━━━ DATA EXTRACTS ━━━

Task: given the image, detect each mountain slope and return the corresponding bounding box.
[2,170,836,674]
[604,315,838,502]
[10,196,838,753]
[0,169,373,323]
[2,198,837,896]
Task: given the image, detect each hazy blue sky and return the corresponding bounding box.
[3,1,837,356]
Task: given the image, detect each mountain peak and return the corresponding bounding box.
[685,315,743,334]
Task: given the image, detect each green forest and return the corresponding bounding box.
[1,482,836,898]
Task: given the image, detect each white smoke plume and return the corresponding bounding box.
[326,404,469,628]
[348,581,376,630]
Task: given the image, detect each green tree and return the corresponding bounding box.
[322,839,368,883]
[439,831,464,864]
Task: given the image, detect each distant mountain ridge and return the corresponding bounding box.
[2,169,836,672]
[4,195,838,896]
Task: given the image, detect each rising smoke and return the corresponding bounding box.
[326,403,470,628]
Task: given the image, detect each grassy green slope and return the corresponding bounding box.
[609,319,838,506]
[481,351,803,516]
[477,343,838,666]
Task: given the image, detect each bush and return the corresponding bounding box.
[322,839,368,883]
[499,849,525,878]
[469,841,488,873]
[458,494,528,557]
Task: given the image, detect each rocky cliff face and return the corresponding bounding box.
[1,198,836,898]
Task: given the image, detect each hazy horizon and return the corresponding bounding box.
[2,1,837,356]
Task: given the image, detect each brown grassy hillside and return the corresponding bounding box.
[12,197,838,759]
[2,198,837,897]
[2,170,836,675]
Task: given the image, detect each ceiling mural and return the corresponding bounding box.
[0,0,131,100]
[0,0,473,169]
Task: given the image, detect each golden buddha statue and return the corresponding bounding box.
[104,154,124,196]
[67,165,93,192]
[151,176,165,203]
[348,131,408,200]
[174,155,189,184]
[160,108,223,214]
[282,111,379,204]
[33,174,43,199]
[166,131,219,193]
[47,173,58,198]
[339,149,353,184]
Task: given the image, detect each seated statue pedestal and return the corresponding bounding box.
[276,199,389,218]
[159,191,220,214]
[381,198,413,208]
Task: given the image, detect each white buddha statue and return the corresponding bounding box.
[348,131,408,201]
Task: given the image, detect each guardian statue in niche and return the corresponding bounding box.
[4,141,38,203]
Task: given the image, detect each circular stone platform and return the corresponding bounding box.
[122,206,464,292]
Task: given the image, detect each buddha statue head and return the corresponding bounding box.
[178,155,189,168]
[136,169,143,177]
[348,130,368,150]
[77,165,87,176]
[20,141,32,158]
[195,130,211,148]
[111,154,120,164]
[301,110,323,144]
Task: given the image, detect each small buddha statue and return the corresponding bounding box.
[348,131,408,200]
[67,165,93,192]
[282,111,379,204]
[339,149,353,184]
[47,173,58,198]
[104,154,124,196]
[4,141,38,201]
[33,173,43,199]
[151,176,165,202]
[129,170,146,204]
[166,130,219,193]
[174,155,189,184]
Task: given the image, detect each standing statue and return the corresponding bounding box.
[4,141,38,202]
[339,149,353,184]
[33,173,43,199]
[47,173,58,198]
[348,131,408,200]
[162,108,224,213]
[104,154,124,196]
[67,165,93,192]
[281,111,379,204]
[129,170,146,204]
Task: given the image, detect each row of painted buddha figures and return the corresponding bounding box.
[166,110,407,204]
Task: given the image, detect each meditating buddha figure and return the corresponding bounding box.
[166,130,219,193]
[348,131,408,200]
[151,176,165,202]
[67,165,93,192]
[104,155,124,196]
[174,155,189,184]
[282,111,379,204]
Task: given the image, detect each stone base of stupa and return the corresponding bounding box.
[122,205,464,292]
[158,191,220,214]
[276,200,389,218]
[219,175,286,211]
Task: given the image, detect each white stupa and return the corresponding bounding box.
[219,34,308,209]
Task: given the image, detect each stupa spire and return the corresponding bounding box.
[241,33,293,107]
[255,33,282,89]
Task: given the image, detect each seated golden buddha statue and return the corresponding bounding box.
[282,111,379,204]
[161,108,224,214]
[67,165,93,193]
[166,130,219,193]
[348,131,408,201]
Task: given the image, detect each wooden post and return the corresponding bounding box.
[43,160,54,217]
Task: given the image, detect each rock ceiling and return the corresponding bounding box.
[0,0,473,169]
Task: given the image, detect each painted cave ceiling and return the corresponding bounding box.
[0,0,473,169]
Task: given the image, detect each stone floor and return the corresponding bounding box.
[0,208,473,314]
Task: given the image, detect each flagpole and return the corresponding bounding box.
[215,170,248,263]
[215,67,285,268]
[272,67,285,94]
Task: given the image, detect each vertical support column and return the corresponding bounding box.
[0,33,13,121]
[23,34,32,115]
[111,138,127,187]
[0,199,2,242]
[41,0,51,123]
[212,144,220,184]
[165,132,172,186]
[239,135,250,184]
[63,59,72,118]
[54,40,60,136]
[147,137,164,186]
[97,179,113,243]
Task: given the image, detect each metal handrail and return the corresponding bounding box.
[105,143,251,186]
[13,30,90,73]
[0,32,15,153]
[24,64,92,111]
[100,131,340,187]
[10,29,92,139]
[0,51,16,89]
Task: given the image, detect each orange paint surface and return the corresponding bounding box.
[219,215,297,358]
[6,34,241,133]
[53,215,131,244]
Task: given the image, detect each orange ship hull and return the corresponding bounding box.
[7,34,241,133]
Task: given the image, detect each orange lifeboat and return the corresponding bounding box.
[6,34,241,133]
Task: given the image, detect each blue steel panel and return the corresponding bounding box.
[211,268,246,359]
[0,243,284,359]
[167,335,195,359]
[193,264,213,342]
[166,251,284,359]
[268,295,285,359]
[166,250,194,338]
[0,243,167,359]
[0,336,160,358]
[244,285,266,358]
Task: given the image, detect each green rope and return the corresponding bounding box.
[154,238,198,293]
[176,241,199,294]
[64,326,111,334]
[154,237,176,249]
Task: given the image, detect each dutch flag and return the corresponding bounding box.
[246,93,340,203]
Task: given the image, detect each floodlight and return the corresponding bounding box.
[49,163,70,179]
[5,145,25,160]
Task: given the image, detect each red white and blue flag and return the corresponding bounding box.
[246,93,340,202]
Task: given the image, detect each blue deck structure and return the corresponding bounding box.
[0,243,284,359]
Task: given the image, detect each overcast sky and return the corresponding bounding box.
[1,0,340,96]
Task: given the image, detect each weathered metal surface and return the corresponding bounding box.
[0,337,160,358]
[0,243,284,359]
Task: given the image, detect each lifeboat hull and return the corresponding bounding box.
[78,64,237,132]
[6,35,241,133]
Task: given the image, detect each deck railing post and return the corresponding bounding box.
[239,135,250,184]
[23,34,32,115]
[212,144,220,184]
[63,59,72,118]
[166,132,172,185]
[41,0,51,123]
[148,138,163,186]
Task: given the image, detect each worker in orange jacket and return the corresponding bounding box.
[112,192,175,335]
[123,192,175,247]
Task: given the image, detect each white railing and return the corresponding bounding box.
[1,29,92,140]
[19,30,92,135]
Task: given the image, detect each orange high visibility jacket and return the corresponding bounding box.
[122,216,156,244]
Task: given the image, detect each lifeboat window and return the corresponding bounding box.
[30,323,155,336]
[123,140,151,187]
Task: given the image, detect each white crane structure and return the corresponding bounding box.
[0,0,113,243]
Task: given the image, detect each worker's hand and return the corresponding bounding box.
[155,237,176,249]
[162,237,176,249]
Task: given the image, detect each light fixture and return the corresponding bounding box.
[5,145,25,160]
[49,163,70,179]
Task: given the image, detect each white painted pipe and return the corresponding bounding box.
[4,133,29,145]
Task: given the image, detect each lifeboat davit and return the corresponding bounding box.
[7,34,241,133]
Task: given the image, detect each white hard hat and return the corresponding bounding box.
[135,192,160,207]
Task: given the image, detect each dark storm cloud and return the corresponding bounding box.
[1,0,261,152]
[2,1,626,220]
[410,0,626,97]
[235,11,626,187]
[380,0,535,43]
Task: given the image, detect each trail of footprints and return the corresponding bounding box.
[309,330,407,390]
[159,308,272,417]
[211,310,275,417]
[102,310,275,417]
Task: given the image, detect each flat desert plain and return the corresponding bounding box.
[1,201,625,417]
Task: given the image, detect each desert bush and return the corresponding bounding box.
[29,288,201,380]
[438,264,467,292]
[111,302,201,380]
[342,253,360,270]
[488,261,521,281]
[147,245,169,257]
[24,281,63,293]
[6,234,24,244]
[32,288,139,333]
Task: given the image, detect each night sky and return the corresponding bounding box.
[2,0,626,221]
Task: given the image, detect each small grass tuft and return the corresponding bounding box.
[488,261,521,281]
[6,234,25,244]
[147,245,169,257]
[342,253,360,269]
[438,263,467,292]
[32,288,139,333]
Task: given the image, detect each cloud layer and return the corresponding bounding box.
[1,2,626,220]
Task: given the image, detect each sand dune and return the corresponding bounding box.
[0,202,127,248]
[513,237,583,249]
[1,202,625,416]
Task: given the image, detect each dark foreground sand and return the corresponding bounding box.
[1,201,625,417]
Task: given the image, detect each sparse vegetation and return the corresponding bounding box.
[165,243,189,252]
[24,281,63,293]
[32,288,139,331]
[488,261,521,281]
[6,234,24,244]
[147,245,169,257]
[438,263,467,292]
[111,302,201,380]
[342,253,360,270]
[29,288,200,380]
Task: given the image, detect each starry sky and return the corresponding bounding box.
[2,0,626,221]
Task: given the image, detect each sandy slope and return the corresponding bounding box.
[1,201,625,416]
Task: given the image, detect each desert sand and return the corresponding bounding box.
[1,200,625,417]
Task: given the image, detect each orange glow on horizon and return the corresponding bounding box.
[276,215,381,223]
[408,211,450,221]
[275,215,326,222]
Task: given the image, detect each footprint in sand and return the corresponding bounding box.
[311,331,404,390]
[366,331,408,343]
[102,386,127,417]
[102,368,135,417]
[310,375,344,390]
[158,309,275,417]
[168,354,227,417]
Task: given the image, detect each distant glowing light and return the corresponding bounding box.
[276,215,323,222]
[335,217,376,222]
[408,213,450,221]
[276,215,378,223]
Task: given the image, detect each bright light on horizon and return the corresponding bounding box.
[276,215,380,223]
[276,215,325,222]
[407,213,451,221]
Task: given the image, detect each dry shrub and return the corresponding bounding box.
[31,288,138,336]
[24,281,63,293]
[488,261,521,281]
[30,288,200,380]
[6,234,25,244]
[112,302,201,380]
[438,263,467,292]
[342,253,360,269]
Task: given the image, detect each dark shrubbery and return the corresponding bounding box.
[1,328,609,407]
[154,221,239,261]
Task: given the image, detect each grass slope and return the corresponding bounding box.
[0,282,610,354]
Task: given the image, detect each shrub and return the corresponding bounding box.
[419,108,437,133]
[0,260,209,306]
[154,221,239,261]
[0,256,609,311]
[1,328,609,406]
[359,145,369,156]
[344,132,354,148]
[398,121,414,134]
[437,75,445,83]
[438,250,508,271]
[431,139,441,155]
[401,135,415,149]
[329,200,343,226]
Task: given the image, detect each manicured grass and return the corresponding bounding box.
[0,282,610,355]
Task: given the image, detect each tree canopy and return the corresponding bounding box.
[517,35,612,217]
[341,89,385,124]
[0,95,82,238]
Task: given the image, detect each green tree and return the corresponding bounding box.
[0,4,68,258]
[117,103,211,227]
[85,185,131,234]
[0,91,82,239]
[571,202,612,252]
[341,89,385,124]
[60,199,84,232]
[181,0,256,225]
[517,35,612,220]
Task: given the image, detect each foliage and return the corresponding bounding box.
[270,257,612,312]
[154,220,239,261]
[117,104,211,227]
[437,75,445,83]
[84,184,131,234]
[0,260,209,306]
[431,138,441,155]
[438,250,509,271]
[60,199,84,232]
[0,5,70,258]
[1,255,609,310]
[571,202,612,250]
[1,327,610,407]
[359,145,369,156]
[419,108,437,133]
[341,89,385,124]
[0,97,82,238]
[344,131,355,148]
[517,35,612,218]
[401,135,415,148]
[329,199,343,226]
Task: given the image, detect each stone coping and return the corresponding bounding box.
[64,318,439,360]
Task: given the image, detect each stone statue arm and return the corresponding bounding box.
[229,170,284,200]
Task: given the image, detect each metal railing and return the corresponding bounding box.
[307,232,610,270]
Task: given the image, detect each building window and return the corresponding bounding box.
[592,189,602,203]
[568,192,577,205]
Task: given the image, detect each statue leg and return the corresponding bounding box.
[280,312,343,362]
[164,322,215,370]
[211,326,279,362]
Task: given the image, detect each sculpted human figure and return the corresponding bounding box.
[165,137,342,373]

━━━

ASSIGNED TASK: The expected response consists solely of the lines from the one with "Task: given the image, detect each building" through the end of the records, repeated exactly.

EXPECTED OUTPUT:
Task: given the image, detect each building window and return the corresponding bounding box.
[592,189,602,203]
[568,192,577,205]
Task: given the image, detect each statue leg and return the corresponding bounding box.
[280,312,343,362]
[164,322,215,370]
[211,326,279,362]
Task: given the image, detect each sculpted human figure and return the corresponding bounding box.
[165,137,342,373]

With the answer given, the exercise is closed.